### EXERCICES
1. Dans le texte sur le documentaire White Riot, quel est le nom du fanzine que les militants de Rock Against Racism écrivent et éditent ?
2. Recopiez à l'identique, dans le texte sur le documentaire White Riot, tout le passage qui va de « Lorsque le très » jusqu'à « actuellement en salles. ».

### TEXTE
+++++
Lorsque le très xénophobe National Front britannique prend une ampleur inquiétante dans le pays à la fin des années 70, un groupe militant décide de canaliser leur amour des genres musicaux alors fleurissants punk, ska et reggae, dans un mouvement antiraciste, Rock Against Racism, et culminant lors d’un gigantesque concert réunissant les plus éminents groupes de l’époque. C’est ce que raconte White Riot (Rubika Shah, 2020), documentaire musical actuellement en salles.
London’s Burning
C’est une drôle d’histoire peu connue dans nos contrées que la cinéaste Rubika Shah décide de mettre en lumière dans son premier long-métrage documentaire. Juste avant l’arrivée au pouvoir de Margaret Thatcher, la situation économique du Royaume-Uni dans la seconde moitié des années soixante-dix est assez calamiteuse. Le chômage bat des records, et dans ce contexte plutôt sombre le « National Front » gagne en popularité, y compris chez les jeunes, parmi les skinheads notamment. Le refrain est bien (trop) connu : ce sont les immigrants, asiatiques ou africains, qui sont montrés comme coupables, au point qu’on les somme de « repartir chez eux » quand bien même ils auraient la nationalité britannique. Face à ce constat alarmant, un groupe de militants se forme, gravitant autour de la culture underground qui nous est chère ici, fédéré par un dénommé Red, photographe, acteur de théâtre et mordu de Punk. Bientôt ils forment l’association Rock Against Racism (RAR pour les intimes), organisant des concerts réunissant groupes punks, ska et reggae, dans le but d’unifier les cultures et rassembler la jeunesse toutes origines confondues derrière une même bannière. Un moyen de communication underground pour véhiculer ces valeurs : Temporary Hoarding, un fanzine qu’ils écrivent et éditent. Point d’orgue de Rock Against Racism, une immense marche dans Londres, suivi d’un concert rassemblant une foule de plusieurs dizaines de milliers de personnes venu acclamer The Clash, Steel Pulse ou Tom Robbinson.
+++++
Données enregistrées
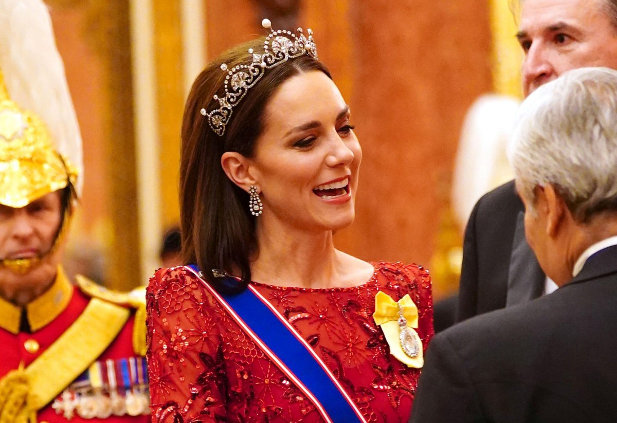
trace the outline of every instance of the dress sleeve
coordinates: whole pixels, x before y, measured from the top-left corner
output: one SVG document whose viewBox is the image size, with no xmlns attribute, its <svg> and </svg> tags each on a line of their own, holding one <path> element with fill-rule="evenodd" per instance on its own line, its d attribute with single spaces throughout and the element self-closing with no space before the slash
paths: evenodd
<svg viewBox="0 0 617 423">
<path fill-rule="evenodd" d="M 152 421 L 225 419 L 226 379 L 218 312 L 183 268 L 161 269 L 146 292 Z"/>
</svg>

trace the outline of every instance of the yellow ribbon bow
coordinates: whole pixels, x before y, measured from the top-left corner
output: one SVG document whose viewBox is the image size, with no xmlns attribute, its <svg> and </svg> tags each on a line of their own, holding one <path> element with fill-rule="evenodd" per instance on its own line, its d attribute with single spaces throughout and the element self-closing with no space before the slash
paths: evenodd
<svg viewBox="0 0 617 423">
<path fill-rule="evenodd" d="M 406 324 L 401 317 L 407 321 Z M 413 329 L 418 327 L 418 307 L 409 294 L 405 294 L 397 302 L 379 291 L 375 295 L 373 318 L 378 326 L 381 326 L 391 354 L 407 367 L 420 369 L 424 366 L 422 341 Z"/>
</svg>

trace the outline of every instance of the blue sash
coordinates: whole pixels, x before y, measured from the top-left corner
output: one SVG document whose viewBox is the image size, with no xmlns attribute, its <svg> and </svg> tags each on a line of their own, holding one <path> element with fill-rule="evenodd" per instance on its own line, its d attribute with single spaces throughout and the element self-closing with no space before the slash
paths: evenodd
<svg viewBox="0 0 617 423">
<path fill-rule="evenodd" d="M 197 266 L 188 267 L 199 276 Z M 231 277 L 226 279 L 224 283 L 237 283 Z M 222 305 L 228 310 L 231 309 L 236 320 L 242 321 L 238 321 L 240 326 L 281 370 L 296 384 L 299 380 L 299 388 L 312 397 L 310 399 L 325 420 L 365 422 L 353 400 L 312 348 L 253 287 L 249 285 L 239 294 L 229 295 L 216 292 L 207 282 L 204 281 L 204 283 Z M 255 340 L 254 335 L 259 339 Z"/>
</svg>

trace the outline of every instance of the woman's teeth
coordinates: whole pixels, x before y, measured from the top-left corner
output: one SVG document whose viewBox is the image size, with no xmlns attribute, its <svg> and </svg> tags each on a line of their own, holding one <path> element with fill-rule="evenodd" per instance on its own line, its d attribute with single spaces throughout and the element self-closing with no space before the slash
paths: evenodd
+++++
### RÉPONSES
1. Temporary Hoarding

2.
Lorsque le très xénophobe National Front britannique prend une ampleur inquiétante dans le pays à la fin des années 70, un groupe militant décide de canaliser leur amour des genres musicaux alors fleurissants punk, ska et reggae, dans un mouvement antiraciste, Rock Against Racism, et culminant lors d’un gigantesque concert réunissant les plus éminents groupes de l’époque. C’est ce que raconte White Riot (Rubika Shah, 2020), documentaire musical actuellement en salles.